>> Start RECORDS FOR THE TASK

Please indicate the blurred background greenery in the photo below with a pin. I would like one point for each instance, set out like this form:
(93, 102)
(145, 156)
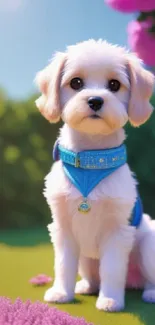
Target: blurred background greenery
(26, 142)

>> End RECORDS FOR THE TASK

> _WHAT TO DO_
Reproduce the records above word for word, leaving out the pictures.

> _COMPLETE RESPONSE_
Please indicate the blurred background greenery in the photo below with a pin. I would like one point for each instance, set out like this form:
(93, 102)
(145, 156)
Target: blurred background greenery
(26, 142)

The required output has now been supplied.